Sort through the data and copy the lines holding the word "chrome".

Extracted records:
##############################
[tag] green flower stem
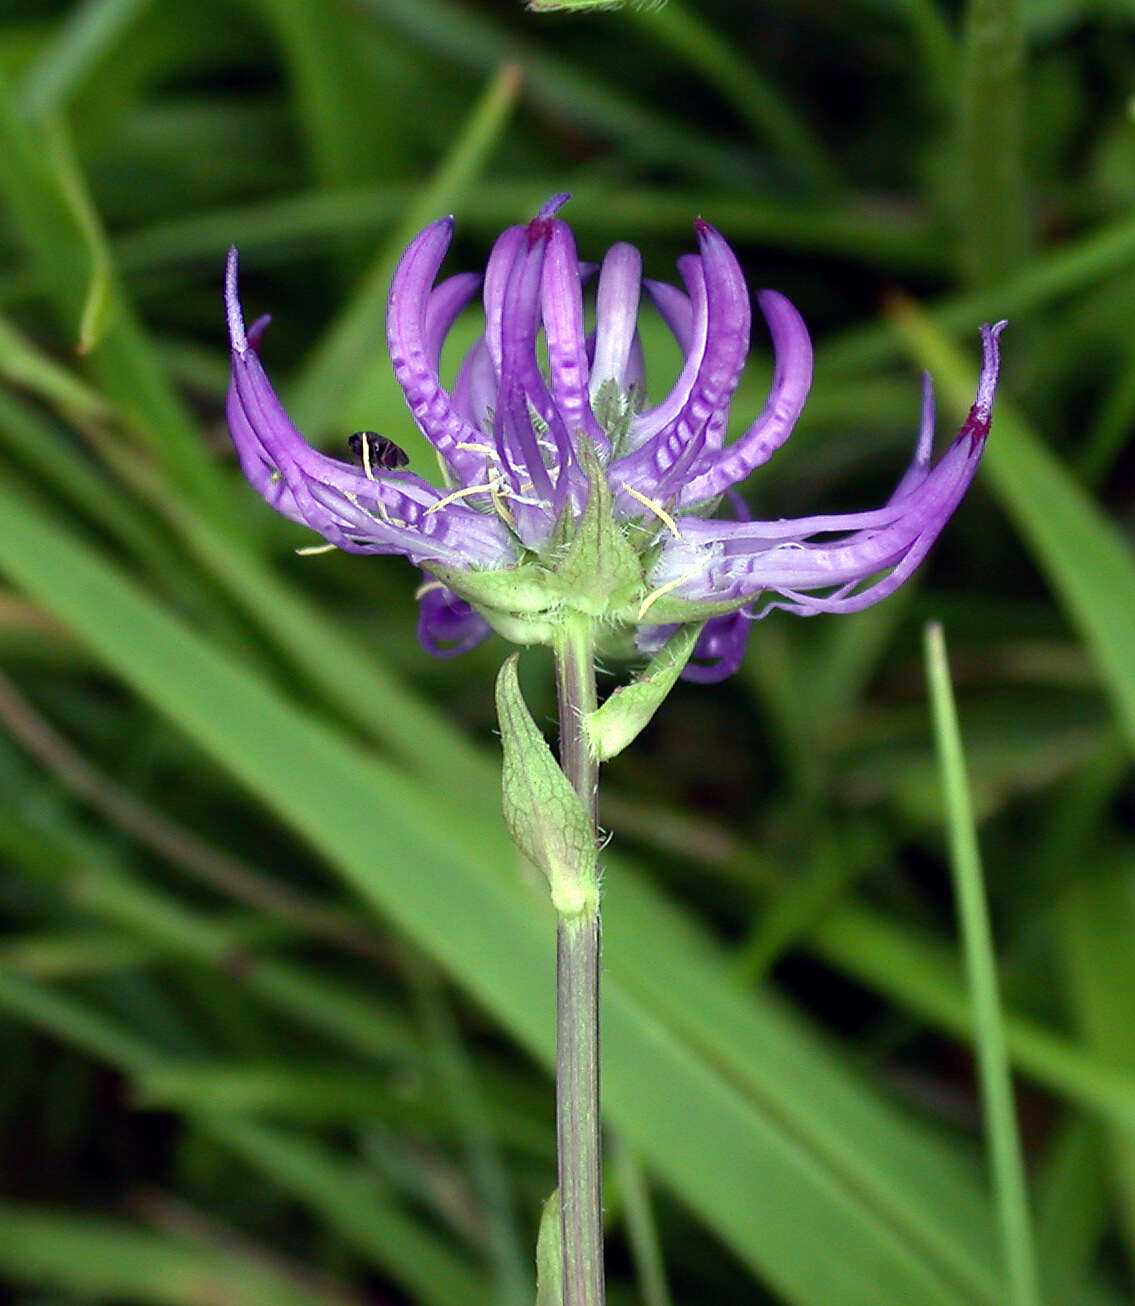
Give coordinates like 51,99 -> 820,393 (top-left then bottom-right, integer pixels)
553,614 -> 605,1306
##############################
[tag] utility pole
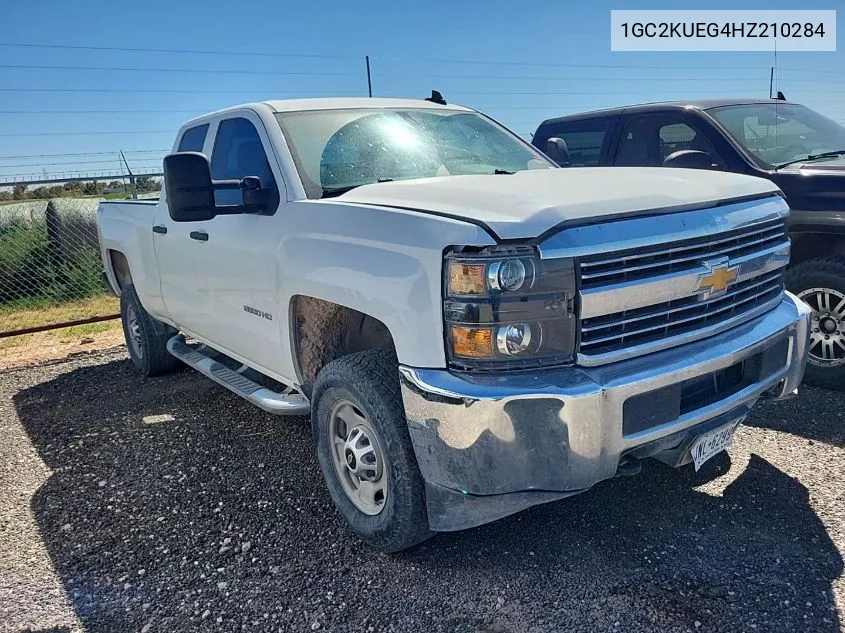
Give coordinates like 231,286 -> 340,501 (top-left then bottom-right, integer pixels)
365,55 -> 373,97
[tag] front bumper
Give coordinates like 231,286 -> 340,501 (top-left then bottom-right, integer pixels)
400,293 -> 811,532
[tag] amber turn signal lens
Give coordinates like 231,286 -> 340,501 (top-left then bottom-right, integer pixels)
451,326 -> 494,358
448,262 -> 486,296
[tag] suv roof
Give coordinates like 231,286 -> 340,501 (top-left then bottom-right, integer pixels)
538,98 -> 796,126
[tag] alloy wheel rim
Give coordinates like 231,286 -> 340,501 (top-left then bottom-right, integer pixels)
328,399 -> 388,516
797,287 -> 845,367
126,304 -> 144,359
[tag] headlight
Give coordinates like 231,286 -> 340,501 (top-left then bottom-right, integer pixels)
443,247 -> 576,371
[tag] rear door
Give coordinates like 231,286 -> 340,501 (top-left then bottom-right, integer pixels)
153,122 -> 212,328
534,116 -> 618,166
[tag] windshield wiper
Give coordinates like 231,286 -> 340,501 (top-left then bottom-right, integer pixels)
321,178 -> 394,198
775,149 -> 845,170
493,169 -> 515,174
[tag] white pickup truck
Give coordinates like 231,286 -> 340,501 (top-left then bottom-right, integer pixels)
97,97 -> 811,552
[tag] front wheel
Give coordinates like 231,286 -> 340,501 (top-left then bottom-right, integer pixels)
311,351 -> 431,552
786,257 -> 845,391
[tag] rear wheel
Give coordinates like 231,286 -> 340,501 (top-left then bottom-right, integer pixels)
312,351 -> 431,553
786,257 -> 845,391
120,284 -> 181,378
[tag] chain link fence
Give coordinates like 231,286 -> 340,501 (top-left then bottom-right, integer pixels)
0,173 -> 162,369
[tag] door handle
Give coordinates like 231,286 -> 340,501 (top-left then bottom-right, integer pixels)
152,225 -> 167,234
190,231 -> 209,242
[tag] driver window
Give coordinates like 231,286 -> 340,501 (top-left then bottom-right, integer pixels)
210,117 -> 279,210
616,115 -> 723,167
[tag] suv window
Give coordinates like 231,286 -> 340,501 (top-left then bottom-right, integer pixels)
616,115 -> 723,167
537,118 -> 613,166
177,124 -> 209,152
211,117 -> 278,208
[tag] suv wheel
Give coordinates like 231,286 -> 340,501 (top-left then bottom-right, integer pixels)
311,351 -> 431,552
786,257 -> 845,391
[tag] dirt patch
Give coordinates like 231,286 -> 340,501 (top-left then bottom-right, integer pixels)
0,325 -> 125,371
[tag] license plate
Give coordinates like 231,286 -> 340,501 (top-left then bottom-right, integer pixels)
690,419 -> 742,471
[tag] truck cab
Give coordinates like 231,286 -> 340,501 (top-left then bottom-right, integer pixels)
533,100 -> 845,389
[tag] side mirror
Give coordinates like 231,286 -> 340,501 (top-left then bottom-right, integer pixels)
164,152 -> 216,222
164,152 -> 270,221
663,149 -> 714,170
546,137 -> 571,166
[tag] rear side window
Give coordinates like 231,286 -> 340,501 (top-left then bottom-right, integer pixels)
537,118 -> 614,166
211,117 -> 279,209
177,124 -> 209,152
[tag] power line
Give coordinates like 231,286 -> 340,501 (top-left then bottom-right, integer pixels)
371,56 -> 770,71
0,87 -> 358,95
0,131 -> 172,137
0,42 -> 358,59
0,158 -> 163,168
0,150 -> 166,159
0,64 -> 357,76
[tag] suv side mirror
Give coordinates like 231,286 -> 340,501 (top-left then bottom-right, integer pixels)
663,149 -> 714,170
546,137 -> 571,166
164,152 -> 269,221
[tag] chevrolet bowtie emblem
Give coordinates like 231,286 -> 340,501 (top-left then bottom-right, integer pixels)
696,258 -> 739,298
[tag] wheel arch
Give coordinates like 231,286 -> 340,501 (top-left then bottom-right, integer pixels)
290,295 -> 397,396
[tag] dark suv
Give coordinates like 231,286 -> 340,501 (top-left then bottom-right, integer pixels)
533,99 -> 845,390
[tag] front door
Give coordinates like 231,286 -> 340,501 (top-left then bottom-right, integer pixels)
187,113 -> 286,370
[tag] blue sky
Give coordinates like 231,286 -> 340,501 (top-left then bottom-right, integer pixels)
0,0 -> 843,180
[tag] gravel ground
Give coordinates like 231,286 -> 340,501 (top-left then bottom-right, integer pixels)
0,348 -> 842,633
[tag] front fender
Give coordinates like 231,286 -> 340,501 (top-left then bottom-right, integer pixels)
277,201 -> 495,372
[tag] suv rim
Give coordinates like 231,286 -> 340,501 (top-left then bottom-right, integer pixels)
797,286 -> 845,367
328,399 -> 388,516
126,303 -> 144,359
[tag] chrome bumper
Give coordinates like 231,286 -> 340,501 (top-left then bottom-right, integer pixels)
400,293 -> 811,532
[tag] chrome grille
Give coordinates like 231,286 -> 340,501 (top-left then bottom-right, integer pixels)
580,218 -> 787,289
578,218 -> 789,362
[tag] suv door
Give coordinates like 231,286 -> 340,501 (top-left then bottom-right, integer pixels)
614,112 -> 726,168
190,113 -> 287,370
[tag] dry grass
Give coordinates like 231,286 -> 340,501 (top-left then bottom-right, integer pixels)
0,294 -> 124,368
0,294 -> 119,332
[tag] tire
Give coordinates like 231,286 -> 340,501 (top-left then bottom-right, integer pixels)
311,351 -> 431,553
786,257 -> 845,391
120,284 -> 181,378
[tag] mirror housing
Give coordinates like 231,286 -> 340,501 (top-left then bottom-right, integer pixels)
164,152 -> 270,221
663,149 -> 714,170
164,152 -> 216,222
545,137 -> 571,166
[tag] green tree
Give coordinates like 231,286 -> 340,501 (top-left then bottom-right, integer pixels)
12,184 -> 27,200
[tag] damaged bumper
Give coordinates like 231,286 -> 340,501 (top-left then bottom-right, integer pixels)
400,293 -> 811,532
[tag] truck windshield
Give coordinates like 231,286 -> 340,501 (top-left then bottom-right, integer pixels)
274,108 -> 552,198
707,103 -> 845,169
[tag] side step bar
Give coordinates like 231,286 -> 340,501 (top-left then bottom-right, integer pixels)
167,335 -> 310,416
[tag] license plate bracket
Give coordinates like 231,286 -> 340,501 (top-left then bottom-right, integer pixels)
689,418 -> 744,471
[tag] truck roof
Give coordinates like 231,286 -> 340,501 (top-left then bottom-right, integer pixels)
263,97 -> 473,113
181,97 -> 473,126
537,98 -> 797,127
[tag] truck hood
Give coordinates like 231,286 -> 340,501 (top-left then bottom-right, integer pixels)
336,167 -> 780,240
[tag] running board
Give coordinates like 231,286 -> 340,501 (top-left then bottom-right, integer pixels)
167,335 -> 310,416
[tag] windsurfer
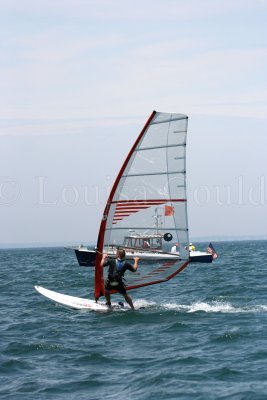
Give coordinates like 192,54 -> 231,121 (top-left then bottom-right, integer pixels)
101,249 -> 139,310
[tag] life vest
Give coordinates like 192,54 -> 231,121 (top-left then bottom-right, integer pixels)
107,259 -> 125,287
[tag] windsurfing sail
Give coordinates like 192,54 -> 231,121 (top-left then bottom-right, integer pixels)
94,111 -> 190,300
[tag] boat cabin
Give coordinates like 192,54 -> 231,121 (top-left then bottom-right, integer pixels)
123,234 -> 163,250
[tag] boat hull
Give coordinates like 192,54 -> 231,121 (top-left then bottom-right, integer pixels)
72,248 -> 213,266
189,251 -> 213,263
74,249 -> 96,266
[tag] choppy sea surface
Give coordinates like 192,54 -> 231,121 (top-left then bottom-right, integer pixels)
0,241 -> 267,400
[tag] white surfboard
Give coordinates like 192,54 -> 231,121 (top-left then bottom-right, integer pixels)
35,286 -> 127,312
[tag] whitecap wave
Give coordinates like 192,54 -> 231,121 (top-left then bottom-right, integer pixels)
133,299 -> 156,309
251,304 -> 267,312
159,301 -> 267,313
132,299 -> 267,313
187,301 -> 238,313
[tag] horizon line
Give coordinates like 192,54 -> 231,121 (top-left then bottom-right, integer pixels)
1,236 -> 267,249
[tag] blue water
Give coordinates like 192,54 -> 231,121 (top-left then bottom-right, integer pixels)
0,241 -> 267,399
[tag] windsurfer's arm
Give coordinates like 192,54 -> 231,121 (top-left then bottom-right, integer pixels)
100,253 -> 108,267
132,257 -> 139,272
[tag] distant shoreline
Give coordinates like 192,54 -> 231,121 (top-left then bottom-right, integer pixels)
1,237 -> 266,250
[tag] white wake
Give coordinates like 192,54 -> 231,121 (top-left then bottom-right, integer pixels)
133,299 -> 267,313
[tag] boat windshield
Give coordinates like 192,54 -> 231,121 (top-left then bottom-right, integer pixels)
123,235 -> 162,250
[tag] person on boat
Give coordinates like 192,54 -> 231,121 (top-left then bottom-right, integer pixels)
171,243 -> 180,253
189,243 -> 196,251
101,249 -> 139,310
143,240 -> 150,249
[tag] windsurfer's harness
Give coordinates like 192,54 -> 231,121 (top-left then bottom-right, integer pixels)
##############################
Completed exercise:
[tag] chrome bumper
[tag] chrome grille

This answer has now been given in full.